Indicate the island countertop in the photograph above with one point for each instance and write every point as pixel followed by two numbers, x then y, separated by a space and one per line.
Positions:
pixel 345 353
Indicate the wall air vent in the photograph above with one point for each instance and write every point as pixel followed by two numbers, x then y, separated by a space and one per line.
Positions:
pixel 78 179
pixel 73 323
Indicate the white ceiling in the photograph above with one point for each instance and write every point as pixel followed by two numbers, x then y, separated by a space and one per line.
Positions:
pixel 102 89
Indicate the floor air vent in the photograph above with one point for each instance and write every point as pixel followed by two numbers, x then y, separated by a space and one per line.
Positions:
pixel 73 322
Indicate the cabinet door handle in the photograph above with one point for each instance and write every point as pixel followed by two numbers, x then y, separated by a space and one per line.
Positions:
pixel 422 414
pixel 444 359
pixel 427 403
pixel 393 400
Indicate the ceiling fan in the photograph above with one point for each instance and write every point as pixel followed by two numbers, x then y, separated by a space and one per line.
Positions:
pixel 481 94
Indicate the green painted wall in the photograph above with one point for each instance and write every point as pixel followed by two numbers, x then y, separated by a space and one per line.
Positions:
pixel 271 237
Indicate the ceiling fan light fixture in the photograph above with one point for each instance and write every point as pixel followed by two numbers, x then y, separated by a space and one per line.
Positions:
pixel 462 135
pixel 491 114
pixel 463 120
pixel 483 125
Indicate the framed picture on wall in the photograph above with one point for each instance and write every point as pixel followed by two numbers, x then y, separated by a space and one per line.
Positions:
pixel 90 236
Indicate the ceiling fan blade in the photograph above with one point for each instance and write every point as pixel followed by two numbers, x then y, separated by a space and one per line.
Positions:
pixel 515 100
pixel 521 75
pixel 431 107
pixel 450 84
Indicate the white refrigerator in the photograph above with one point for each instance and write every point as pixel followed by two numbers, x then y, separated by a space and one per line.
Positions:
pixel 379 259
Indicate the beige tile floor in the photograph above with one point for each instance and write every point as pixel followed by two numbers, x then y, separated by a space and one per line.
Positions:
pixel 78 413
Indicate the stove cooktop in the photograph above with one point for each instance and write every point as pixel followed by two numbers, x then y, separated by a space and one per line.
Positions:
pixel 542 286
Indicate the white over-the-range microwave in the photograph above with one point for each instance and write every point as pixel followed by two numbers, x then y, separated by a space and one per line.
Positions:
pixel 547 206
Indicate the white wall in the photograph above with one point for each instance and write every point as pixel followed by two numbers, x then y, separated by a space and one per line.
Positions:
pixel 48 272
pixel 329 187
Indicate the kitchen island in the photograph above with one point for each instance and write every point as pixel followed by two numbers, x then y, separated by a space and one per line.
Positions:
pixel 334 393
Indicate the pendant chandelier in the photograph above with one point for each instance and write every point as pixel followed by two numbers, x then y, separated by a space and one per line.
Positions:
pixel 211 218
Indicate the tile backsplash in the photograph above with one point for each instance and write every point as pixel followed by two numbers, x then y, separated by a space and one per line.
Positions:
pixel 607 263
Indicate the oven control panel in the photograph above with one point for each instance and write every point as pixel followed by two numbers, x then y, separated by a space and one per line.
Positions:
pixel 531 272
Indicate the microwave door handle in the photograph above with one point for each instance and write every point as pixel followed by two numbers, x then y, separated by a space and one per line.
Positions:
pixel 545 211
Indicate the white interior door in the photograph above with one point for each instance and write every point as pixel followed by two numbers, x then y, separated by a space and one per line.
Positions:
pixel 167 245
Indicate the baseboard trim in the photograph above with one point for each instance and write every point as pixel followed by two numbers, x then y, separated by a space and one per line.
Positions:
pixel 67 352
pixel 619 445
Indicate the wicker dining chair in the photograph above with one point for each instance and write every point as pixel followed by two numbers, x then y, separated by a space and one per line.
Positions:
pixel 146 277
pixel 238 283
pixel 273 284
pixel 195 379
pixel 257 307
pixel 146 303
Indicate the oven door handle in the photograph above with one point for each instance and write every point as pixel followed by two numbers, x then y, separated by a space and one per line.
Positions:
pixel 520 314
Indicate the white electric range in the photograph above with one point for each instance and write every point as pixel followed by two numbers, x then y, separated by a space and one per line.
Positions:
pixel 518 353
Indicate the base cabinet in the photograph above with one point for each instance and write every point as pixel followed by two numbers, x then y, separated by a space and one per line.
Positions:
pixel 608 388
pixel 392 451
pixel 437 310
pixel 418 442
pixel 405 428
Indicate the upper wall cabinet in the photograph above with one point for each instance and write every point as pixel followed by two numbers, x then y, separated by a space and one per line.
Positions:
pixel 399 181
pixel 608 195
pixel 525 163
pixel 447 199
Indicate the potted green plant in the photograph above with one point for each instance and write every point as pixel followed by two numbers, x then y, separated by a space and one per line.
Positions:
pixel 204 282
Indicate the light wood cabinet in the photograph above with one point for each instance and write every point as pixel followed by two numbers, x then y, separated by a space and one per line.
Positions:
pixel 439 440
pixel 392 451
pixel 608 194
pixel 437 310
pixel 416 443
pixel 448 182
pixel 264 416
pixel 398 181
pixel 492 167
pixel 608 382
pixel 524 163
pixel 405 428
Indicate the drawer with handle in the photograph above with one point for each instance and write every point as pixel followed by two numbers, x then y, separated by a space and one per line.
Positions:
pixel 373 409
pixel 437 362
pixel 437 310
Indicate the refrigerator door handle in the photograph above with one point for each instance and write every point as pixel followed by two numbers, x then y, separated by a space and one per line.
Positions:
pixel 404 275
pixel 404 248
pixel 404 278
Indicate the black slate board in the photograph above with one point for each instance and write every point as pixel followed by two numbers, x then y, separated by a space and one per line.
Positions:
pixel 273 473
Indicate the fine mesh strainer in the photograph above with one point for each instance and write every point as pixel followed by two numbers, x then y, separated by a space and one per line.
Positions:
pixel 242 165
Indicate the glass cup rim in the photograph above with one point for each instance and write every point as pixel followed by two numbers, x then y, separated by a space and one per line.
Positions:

» Instructions to follow: Please put every line of the material above into a Markdown table with the columns Index and Line, numbering each row and leaving out blank lines.

» Task result:
| Index | Line |
|---|---|
| 1 | Indicate the island countertop in the photograph above with one point for each instance and write every point as pixel followed by two numbers, x then y, separated by a space and one per line. |
| 2 | Positions: |
| 3 | pixel 345 353 |
| 4 | Indicate the wall air vent in the photograph above with one point for each instance and write every point as pixel followed by two numbers, x then y, separated by a space and one per line. |
| 5 | Positions: |
| 6 | pixel 78 179 |
| 7 | pixel 73 323 |
| 8 | Indicate the white ceiling in the photograph above with one point for each instance and write every point as pixel followed by two numbers, x then y, separated by a space and one per line. |
| 9 | Positions: |
| 10 | pixel 102 89 |
| 11 | Indicate the floor air vent in the photograph above with one point for each instance and write every point as pixel followed by two numbers, x then y, separated by a space and one per line. |
| 12 | Positions: |
| 13 | pixel 73 322 |
| 14 | Indicate the cabinet door handle in the photograph above with one point for each instance and write every point as pixel followed by two numbers, x then y, separated by a space and one per line. |
| 15 | Positions: |
| 16 | pixel 422 414 |
| 17 | pixel 444 359 |
| 18 | pixel 427 403 |
| 19 | pixel 393 400 |
| 20 | Indicate the ceiling fan in the photograph above with one point for each instance and write every point as pixel followed by two numbers, x then y, separated by a space and one per line. |
| 21 | Positions: |
| 22 | pixel 481 94 |
| 23 | Indicate the green painted wall in the photograph above with one point for each instance and write every point as pixel followed by two numbers, x then y, separated by a space and one per line. |
| 24 | Positions: |
| 25 | pixel 271 237 |
| 26 | Indicate the ceiling fan light fixture in the photograph above with one point for each instance and write every point as pixel followed by two numbers, x then y, separated by a space and one per line. |
| 27 | Positions: |
| 28 | pixel 462 135 |
| 29 | pixel 491 114 |
| 30 | pixel 463 120 |
| 31 | pixel 483 125 |
| 32 | Indicate the framed picture on wall in the photograph above with one point for each instance and write every point as pixel followed by two numbers, x then y, separated by a space and one per line. |
| 33 | Positions: |
| 34 | pixel 90 236 |
| 35 | Indicate the ceiling fan blade in the photograph above with one point for each instance and write every point as pixel followed by two numbers, x then y, separated by a space and one per line. |
| 36 | Positions: |
| 37 | pixel 515 100 |
| 38 | pixel 521 75 |
| 39 | pixel 431 107 |
| 40 | pixel 450 84 |
| 41 | Indicate the white refrigerator in the photograph above with one point for each instance and write every point as pixel followed by two numbers, x then y, separated by a space and one per line. |
| 42 | Positions: |
| 43 | pixel 379 259 |
| 44 | Indicate the beige tile floor in the photograph above with one point for each instance and write every point as pixel followed by two numbers, x then y, separated by a space and one per line. |
| 45 | Positions: |
| 46 | pixel 78 413 |
| 47 | Indicate the stove cooktop in the photograph above with one point for each instance and write every point as pixel followed by two numbers, x then y, separated by a space and one per line. |
| 48 | Positions: |
| 49 | pixel 542 286 |
| 50 | Indicate the white over-the-range microwave in the photograph above with one point for each instance and write every point as pixel followed by two numbers, x then y, separated by a space and one per line. |
| 51 | Positions: |
| 52 | pixel 547 206 |
| 53 | Indicate the white wall in the photograph above with one point for each instance and write every point as pixel followed by two numbers, x then y, separated by a space and one per line. |
| 54 | Positions: |
| 55 | pixel 48 272 |
| 56 | pixel 329 187 |
| 57 | Indicate the kitchen island in the photograph above with one point for each instance and write every point as pixel followed by two numbers, x then y, separated by a space and one per line. |
| 58 | Positions: |
| 59 | pixel 334 393 |
| 60 | Indicate the pendant chandelier in the photograph above with one point for each instance and write every point as pixel followed by two numbers, x then y, separated by a space and one per line. |
| 61 | Positions: |
| 62 | pixel 211 218 |
| 63 | Indicate the tile backsplash in the photograph above with one point for each instance and write every point as pixel followed by two numbers, x then y, separated by a space and one per line. |
| 64 | Positions: |
| 65 | pixel 607 263 |
| 66 | Indicate the oven control panel in the photograph above with one point for each instance and write every point as pixel followed by two numbers, x then y, separated by a space and one per line. |
| 67 | Positions: |
| 68 | pixel 531 272 |
| 69 | Indicate the microwave door handle in the photograph above with one point for each instance and write every point as pixel followed by two numbers, x then y, separated by a space and one per line. |
| 70 | Positions: |
| 71 | pixel 545 211 |
| 72 | Indicate the white interior door in the photograph above with one point for each instance and write every point as pixel followed by two numbers, x then y, separated by a space and one per line. |
| 73 | Positions: |
| 74 | pixel 167 245 |
| 75 | Indicate the baseboard trim in the photograph above with one point for each instance and write every point as pixel followed by two numbers, x then y, separated by a space and one per line. |
| 76 | Positions: |
| 77 | pixel 67 352 |
| 78 | pixel 619 445 |
| 79 | Indicate the wicker dining chair in the photograph above with one point for each instance and write every point as pixel followed by two numbers, x then y, separated by a space and one per line. |
| 80 | Positions: |
| 81 | pixel 146 277 |
| 82 | pixel 238 283 |
| 83 | pixel 273 284 |
| 84 | pixel 195 379 |
| 85 | pixel 257 307 |
| 86 | pixel 146 303 |
| 87 | Indicate the oven door handle in the photograph above with one point for each instance and write every point as pixel followed by two numbers, x then y, separated by a space and one per line. |
| 88 | Positions: |
| 89 | pixel 520 314 |
| 90 | Indicate the white electric range in the photograph above with one point for each instance and write every point as pixel followed by two numbers, x then y, separated by a space and one per line. |
| 91 | Positions: |
| 92 | pixel 518 353 |
| 93 | Indicate the base cabinet in the photograph above with one point for each instance and write every point as pixel followed by two numbers, x then y, separated by a space and one per line. |
| 94 | Positions: |
| 95 | pixel 608 388 |
| 96 | pixel 392 451 |
| 97 | pixel 437 310 |
| 98 | pixel 418 442 |
| 99 | pixel 405 428 |
| 100 | Indicate the upper wall cabinet in the photograph above with one point for each instance and write every point as pixel followed by two numbers, x then y, separated by a space and one per line. |
| 101 | Positions: |
| 102 | pixel 399 181 |
| 103 | pixel 608 195 |
| 104 | pixel 525 163 |
| 105 | pixel 447 199 |
| 106 | Indicate the potted green plant in the photograph above with one point for each instance and write every point as pixel followed by two numbers, x then y, separated by a space and one per line. |
| 107 | Positions: |
| 108 | pixel 204 282 |
| 109 | Indicate the light wood cabinet in the photograph above with one point for each instance and write every point as pixel followed by two numbers, x then y, separated by a space and one per line. |
| 110 | Positions: |
| 111 | pixel 439 440 |
| 112 | pixel 392 451 |
| 113 | pixel 608 194 |
| 114 | pixel 437 310 |
| 115 | pixel 416 443 |
| 116 | pixel 448 182 |
| 117 | pixel 264 416 |
| 118 | pixel 398 181 |
| 119 | pixel 492 167 |
| 120 | pixel 608 382 |
| 121 | pixel 524 163 |
| 122 | pixel 405 428 |
| 123 | Indicate the drawer with handle in the photograph above with one point for each instance and write every point as pixel followed by two numbers, x then y, separated by a space and one per line. |
| 124 | Positions: |
| 125 | pixel 373 409 |
| 126 | pixel 437 362 |
| 127 | pixel 437 310 |
| 128 | Indicate the refrigerator door handle in the photograph above with one point for each instance and write every point as pixel followed by two numbers, x then y, separated by a space and one per line. |
| 129 | Positions: |
| 130 | pixel 404 275 |
| 131 | pixel 404 248 |
| 132 | pixel 404 278 |
| 133 | Indicate the black slate board in the photograph above with one point for each instance and write every point as pixel followed by two numbers, x then y, separated by a space and one per line. |
| 134 | Positions: |
| 135 | pixel 273 473 |
| 136 | Indicate the fine mesh strainer in the photograph above with one point for each instance and write every point as pixel followed by two numbers, x then y, separated by a space and one per line. |
| 137 | Positions: |
| 138 | pixel 242 165 |
| 139 | Indicate the glass cup rim in the photograph above with one point for each instance and write every point as pixel followed by two numbers, x then y, separated by a space and one per line. |
| 140 | Positions: |